--- SHORT PROBLEM ---
In the comment thread below, where does the commenter who returned to "regular" work life say they have been living these months?

*** PROVIDED TEXT ***

Yes, that is true and I also thing they will never acknowledge they have a problem :)

It’s certainly pointless to compite each other. And what you say in your post is something that I have been living these months in Ibiza.

I spent more than a year working at home in my book and in my social media, not for sharing my life, but to encourage woman to do solo travel. And now that I had to go back to the “regular” work life, I could see and feel deeper this spirit of competition from people. For no reason.

Where is people going to? I really can’t understand…

Wow, I don't envy you. Going back to regular working like can be a shock.

Reading the comments I got made me realize people like the guy I mentioned are everywhere. Unfortunately.

The world would be a better place if we could enjoy each other's success together and help each other achieve our goals, instead of competing with each other. But at the end of the day, I don't want to waste my energy on trying to change them, so I'm removing my presence if it gets too far.

I hope you can manage these people without giving them too much of your time and energy.

The kind of person who tries to belittle others, have a very low self-esteem. I try to look for the good in people, but that is one trait I detest, so I simply avoid them and don't strike up a conversation. Difficult when you're working closely though!

Character defects make us like this, it is difficult to reach an understanding and be aware of how much they can make us suffer. The practice of humility is sometimes difficult due to this fact. The reflection you have made is quite interesting, thank you for suggesting it. Do we want to be what we see in many people or is it enough for us not to be? Greetings @erikah

Hello Oscar! You're right, if you're surrounded by a few of them, it can be a nightmare and if you don't speak up, you suffer.

*** RECORD SET ***

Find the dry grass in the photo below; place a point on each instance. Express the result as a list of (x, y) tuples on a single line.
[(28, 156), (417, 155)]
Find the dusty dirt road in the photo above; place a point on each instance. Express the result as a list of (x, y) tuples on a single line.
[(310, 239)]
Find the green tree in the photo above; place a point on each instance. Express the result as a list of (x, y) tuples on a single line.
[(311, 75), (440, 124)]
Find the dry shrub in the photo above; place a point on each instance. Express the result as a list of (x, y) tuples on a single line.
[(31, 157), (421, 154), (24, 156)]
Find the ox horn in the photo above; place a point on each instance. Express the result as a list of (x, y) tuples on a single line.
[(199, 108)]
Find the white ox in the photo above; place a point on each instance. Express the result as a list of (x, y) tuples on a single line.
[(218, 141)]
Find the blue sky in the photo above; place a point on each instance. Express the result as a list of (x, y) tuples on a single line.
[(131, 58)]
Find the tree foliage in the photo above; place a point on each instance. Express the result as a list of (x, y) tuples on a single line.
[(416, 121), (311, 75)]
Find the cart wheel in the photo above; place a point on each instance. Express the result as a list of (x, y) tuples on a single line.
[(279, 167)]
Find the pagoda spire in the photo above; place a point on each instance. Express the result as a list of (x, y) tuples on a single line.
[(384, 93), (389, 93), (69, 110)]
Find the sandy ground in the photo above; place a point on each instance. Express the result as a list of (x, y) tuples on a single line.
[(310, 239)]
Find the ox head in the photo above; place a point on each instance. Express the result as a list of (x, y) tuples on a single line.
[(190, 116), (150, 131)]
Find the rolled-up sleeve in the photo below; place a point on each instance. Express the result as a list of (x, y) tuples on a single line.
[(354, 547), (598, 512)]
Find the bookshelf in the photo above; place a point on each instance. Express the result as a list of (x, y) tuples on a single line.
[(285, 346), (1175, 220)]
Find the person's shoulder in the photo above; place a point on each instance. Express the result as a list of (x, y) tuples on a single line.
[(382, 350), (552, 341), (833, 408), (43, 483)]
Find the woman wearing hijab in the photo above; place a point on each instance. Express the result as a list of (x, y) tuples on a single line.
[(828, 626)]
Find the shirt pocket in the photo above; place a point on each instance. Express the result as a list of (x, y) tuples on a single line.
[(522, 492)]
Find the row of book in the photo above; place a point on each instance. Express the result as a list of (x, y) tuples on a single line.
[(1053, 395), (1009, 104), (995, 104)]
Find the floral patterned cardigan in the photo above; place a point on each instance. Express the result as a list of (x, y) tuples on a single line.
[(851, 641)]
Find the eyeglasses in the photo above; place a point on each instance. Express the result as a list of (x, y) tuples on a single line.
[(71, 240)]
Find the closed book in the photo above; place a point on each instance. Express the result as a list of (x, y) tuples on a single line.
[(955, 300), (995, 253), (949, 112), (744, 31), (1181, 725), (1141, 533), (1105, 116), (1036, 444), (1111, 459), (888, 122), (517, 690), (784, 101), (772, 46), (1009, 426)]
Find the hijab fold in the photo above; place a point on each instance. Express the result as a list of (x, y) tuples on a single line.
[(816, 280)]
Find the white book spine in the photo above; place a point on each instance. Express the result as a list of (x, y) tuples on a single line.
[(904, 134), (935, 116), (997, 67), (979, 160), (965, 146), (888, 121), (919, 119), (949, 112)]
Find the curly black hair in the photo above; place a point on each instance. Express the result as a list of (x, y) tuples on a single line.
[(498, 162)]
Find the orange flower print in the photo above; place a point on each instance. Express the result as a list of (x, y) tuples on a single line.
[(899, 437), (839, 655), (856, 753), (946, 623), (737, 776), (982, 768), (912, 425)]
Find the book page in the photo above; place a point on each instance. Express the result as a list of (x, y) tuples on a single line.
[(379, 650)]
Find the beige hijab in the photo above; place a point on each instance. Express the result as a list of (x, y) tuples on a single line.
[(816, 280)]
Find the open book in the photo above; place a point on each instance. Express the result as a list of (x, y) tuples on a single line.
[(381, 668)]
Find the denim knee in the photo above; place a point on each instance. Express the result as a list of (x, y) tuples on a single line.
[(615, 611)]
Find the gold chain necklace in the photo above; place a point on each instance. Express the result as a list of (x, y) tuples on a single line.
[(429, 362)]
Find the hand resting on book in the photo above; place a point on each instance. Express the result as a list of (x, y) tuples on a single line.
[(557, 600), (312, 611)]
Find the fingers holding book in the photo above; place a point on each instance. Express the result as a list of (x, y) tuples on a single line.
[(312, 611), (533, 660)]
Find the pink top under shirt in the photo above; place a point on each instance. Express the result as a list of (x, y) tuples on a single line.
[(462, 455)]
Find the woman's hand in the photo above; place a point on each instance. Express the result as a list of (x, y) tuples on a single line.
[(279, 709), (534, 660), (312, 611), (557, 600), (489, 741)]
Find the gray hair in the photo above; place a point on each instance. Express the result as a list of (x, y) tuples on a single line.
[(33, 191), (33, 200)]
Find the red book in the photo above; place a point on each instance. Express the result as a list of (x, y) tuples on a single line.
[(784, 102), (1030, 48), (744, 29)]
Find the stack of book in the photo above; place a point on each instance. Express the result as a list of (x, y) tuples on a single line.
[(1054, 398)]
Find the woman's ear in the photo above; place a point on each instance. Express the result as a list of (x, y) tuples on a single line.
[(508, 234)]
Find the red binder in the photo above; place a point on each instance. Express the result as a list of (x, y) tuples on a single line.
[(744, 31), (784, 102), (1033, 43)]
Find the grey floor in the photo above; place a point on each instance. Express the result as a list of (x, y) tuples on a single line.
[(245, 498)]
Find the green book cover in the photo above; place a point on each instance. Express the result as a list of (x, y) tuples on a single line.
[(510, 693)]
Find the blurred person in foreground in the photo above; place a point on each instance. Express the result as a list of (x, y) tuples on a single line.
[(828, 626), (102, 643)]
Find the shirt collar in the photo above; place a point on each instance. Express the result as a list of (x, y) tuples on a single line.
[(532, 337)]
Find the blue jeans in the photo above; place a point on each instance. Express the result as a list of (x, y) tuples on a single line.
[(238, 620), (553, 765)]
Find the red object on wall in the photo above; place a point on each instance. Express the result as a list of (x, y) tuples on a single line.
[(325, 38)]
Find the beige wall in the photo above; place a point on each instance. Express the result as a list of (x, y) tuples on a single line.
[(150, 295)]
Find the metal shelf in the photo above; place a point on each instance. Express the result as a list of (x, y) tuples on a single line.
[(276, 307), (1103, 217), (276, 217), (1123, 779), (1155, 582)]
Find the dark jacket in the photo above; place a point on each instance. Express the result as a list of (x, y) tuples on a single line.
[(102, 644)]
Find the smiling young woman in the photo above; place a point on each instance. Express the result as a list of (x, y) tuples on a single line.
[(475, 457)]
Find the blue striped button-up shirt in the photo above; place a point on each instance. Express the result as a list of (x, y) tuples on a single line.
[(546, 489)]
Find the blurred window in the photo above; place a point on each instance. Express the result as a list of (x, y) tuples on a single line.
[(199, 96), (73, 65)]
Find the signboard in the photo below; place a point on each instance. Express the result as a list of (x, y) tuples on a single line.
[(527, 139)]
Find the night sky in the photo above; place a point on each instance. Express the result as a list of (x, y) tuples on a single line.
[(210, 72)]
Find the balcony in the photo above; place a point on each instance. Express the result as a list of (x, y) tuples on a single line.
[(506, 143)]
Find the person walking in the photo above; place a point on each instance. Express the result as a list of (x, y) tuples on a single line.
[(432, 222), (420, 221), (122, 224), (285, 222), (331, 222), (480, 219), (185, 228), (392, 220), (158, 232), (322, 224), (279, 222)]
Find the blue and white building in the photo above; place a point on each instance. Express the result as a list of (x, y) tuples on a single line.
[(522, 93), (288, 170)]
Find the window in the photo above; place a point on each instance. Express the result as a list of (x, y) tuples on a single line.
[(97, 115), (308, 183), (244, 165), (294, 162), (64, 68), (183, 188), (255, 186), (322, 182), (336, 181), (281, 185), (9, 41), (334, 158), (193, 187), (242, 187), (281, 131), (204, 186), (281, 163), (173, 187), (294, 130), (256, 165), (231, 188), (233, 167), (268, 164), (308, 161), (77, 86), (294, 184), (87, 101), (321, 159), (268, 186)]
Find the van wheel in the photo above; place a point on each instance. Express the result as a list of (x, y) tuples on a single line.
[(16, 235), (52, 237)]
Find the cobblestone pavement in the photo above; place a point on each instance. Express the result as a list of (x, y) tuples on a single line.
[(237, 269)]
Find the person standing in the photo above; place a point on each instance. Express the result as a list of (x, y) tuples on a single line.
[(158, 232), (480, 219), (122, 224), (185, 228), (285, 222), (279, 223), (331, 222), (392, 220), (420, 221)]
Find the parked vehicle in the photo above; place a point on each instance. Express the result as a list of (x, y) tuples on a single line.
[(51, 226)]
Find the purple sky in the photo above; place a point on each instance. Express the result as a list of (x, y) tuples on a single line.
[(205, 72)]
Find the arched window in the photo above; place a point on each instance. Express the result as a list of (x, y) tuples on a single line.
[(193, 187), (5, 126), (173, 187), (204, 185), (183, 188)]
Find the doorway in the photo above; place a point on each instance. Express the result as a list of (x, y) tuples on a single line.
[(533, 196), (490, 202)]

***

--- PROBLEM SOLUTION ---
Ibiza.